Every record must be retyped exactly as it reads.

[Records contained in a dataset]
============================================================
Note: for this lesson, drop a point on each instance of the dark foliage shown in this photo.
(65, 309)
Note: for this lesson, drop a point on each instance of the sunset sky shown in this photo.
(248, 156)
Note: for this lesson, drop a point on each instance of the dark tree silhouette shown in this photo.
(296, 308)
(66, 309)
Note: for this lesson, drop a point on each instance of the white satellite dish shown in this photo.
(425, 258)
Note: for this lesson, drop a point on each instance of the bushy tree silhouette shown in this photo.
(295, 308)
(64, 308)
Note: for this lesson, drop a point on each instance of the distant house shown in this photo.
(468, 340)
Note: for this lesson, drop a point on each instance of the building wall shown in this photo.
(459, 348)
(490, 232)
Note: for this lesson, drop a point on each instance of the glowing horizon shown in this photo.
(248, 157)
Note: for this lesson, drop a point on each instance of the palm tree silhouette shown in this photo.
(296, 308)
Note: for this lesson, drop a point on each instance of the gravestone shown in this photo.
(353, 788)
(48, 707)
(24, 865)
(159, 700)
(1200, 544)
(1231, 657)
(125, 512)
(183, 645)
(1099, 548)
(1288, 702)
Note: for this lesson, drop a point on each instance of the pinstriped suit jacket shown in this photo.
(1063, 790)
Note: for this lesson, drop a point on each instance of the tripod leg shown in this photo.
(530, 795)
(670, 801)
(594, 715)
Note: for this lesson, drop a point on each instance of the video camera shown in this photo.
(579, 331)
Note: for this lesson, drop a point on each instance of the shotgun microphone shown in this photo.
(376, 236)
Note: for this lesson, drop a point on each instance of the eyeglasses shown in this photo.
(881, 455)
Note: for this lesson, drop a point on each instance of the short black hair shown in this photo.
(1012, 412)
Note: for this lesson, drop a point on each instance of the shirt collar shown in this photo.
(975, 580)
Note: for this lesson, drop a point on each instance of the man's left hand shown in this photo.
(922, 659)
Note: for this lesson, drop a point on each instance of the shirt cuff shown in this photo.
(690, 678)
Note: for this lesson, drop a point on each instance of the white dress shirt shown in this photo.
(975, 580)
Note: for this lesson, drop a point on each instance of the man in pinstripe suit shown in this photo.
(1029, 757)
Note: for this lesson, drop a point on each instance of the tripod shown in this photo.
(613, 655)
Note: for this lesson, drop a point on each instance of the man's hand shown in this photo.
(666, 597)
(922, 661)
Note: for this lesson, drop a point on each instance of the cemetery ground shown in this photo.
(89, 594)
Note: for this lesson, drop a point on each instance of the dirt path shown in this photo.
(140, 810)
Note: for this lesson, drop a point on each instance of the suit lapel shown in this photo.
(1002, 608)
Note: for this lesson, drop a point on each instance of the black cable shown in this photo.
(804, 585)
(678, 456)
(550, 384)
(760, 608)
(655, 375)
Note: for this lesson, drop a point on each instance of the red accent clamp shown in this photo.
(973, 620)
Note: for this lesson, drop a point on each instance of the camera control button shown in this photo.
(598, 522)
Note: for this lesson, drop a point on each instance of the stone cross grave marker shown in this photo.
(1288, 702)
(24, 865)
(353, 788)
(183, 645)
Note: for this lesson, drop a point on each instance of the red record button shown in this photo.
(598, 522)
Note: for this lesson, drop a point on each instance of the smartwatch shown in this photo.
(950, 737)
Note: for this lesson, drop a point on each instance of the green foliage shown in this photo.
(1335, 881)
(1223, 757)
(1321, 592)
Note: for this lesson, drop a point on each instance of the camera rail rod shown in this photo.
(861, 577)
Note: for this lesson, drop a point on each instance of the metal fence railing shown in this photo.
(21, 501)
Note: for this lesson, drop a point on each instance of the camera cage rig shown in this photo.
============================================================
**RESPONSE TO THE TASK**
Note: for this lesson, drop a point on each instance of the dark foliage shown in this photo.
(65, 309)
Note: for this lesson, drop a point on each instance of the sunset sky shown in this photo.
(248, 156)
Note: for this lesson, drop a point on each instance of the dark tree silhouette shown in this photo.
(296, 308)
(66, 309)
Note: for this lesson, drop a point on each instance of the white satellite dish shown in this photo.
(425, 258)
Note: for this lesson, drop a point on each instance of the bushy tree silhouette shown in this photo.
(295, 308)
(64, 308)
Note: for this lesson, drop a point on each instance of the distant house shown in this photo.
(468, 340)
Note: for this lesson, drop a point on each instance of the building wall shown in this photo.
(459, 348)
(490, 232)
Note: for this lesson, drop a point on each instance of the glowing horizon shown in this photo.
(248, 157)
Note: for this lesson, drop a point on each instance of the palm tree silhouette shown in this photo.
(296, 308)
Note: for this lesson, drop a point on each instance of the gravestone shown in this photo.
(353, 788)
(48, 707)
(24, 865)
(159, 700)
(1200, 544)
(1231, 657)
(125, 512)
(183, 645)
(1099, 548)
(1288, 702)
Note: for this lesson, drop a point on each instance of the pinstriped suit jacket shown in this photo.
(1063, 790)
Note: for this lesson, drop a point on each instance of the tripod leg shown in this photo.
(530, 795)
(670, 801)
(594, 715)
Note: for this lesson, drop a point on each instance of the video camera shown in this photo.
(579, 331)
Note: for this lesson, drop a point on each instance of the shotgun microphone shown in this photo.
(376, 236)
Note: for this lesson, drop a point on each instance of the eyeglasses shown in this photo.
(881, 455)
Note: for this lesson, drop a point on each instance of the short black hair shown in this photo.
(1012, 412)
Note: for this lesson, drop a point on each instance of the shirt collar shown in this photo.
(975, 580)
Note: for this lesson, drop a point on each instance of the man's left hand shown in this photo.
(922, 659)
Note: for this lesson, drop a point on each instance of the shirt cuff shown in this photo.
(690, 678)
Note: for this lesson, drop a point on each instance of the white dress shirt shown in this photo.
(975, 580)
Note: for this lesson, drop a point on each instance of the man in pinstripe suit shown in this photo.
(1029, 757)
Note: for this lesson, drop a point on each instance of the tripod shown in this photo.
(613, 655)
Note: for this lesson, drop a point on each instance of the man's hand shown in this photo.
(666, 597)
(922, 661)
Note: for this lesson, drop a point on each instance of the cemetery ground shown in this photo.
(89, 594)
Note: for this lesson, drop a point on each instance of the dirt path shown in this photo.
(140, 810)
Note: for this lesson, drop a point on each instance of the suit lapel shown in this photo.
(1002, 608)
Note: for this lesson, drop a point on each instance of the black cable shown in this photo.
(804, 585)
(678, 456)
(550, 384)
(760, 608)
(655, 375)
Note: for this lesson, drop a point on each instance of the red accent clamp shown in this photo.
(973, 620)
Note: for this lesson, drop a point on each instance of the camera control button shown in this photo.
(598, 522)
Note: for this lesson, drop a point on each instance of the stone cross grave marker shown in this photo.
(1288, 702)
(24, 865)
(353, 788)
(183, 645)
Note: for this lesson, drop a point on each instance of the red record button shown in this photo.
(598, 522)
Note: for this lesson, drop a point on each instance of the smartwatch shown in this photo.
(950, 737)
Note: for this lesson, drop a point on each instance of the green foliage shown in this photo.
(1335, 881)
(1223, 757)
(1321, 592)
Note: for this lesson, drop a point on each instance of the camera rail rod shown in this photo.
(861, 577)
Note: for this lesson, drop a point on each instance of the metal fence railing shown in this photo.
(21, 501)
Note: for this lesson, drop a point on each instance of the camera cage rig shown in this photo.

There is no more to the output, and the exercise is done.